Reproduce every one of the following entries word for word, keeping their original order.
########
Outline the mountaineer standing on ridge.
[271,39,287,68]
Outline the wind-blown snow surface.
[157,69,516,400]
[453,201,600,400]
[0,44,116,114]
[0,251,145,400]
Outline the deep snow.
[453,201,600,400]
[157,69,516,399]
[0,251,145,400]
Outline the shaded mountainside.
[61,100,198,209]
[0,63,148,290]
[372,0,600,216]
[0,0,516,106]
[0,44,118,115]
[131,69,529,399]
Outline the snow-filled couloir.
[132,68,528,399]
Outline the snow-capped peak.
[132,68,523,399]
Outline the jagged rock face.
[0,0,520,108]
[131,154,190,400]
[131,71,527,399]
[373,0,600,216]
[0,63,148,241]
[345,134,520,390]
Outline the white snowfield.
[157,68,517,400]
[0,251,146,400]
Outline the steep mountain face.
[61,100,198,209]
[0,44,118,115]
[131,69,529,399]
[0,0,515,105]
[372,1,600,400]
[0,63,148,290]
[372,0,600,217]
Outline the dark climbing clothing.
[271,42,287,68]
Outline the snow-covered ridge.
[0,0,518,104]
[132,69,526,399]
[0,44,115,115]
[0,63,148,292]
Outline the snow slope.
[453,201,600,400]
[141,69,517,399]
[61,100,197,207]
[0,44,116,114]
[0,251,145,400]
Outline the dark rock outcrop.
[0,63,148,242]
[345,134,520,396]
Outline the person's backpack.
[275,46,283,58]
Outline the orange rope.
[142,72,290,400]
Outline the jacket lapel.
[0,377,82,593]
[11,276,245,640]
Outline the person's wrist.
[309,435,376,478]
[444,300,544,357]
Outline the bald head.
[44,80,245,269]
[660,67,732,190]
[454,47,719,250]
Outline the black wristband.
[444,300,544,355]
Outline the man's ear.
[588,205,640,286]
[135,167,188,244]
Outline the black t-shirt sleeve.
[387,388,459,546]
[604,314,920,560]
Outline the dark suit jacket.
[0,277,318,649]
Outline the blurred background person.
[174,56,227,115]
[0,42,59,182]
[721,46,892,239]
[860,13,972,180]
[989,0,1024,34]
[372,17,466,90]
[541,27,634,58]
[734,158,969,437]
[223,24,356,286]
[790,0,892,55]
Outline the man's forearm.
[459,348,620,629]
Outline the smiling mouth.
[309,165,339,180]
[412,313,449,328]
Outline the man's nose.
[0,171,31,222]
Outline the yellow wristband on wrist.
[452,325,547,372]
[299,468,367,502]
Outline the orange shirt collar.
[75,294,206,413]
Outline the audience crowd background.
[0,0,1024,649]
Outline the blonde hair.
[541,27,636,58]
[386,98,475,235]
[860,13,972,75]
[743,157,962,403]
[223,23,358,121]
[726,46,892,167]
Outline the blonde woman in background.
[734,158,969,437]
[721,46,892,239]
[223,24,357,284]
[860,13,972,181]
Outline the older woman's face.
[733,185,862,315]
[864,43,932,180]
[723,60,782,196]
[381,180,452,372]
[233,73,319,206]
########
WRITTEN RESPONSE:
Outline the mountaineer standing on ridge.
[271,39,287,68]
Outline the wind-blown snow surface.
[157,69,516,400]
[453,201,600,400]
[0,44,116,114]
[0,251,145,400]
Outline the deep snow.
[453,201,600,400]
[157,69,516,399]
[0,251,145,400]
Outline the shaded mountainside.
[61,100,198,209]
[0,63,148,290]
[372,0,600,216]
[0,0,516,106]
[0,44,118,115]
[131,69,529,399]
Outline the snow-filled couloir.
[132,68,528,399]
Outline the snow-capped peak.
[132,68,523,399]
Outline the jagged rock face.
[0,0,520,108]
[131,154,190,400]
[131,71,527,399]
[373,0,600,216]
[0,63,148,241]
[345,134,520,390]
Outline the white snowfield.
[157,68,517,400]
[0,251,146,400]
Outline the steep mountain face.
[61,100,198,209]
[0,44,118,115]
[131,69,529,399]
[0,0,515,105]
[372,1,600,400]
[0,63,148,290]
[372,0,600,217]
Outline the dark climbing clothing.
[271,42,287,68]
Outline the snow-covered ridge.
[0,0,518,104]
[132,69,526,399]
[0,44,115,115]
[0,63,148,292]
Outline the snow slope.
[453,201,600,400]
[141,69,517,399]
[61,100,197,207]
[0,44,116,114]
[0,251,145,400]
Outline the dark rock outcrop.
[0,63,148,242]
[345,134,520,396]
Outline the person's backpack.
[275,46,283,58]
Outline the orange rope.
[142,72,290,400]
Outline the jacket lapel.
[0,377,82,593]
[11,276,245,640]
Outline the person's wrist.
[309,435,376,478]
[444,300,544,357]
Outline the bald head.
[44,80,245,269]
[660,67,732,190]
[454,47,719,250]
Outline the black wristband.
[444,300,544,355]
Outline the man's ear.
[588,205,640,286]
[135,167,188,244]
Outline the black t-shirt sleeve.
[387,388,459,546]
[604,314,920,560]
Outline the dark suit jacket.
[0,277,318,649]
Outline the blurred background person.
[174,56,227,115]
[0,42,59,182]
[721,46,892,239]
[860,13,972,180]
[989,0,1024,34]
[372,17,466,90]
[541,27,634,58]
[734,158,969,437]
[223,24,356,286]
[790,0,892,55]
Outline the man's forearm.
[459,348,620,629]
Outline the smiling mouth.
[309,165,339,180]
[412,313,449,328]
Outline the man's nose.
[0,171,31,222]
Outline the yellow wristband on wrist.
[452,325,547,372]
[299,468,367,502]
Outline the orange shirt collar.
[75,294,206,413]
Outline the audience crowd background.
[0,0,1024,649]
Outline the blonde hair.
[541,27,636,58]
[386,98,475,235]
[860,13,972,75]
[743,157,962,403]
[223,23,358,121]
[726,46,892,167]
Outline the blonde woman in background.
[734,158,969,437]
[721,46,892,239]
[223,24,357,284]
[860,13,972,181]
Outline the older woman's face.
[733,185,862,315]
[864,43,932,180]
[723,60,782,196]
[381,180,452,372]
[233,73,319,206]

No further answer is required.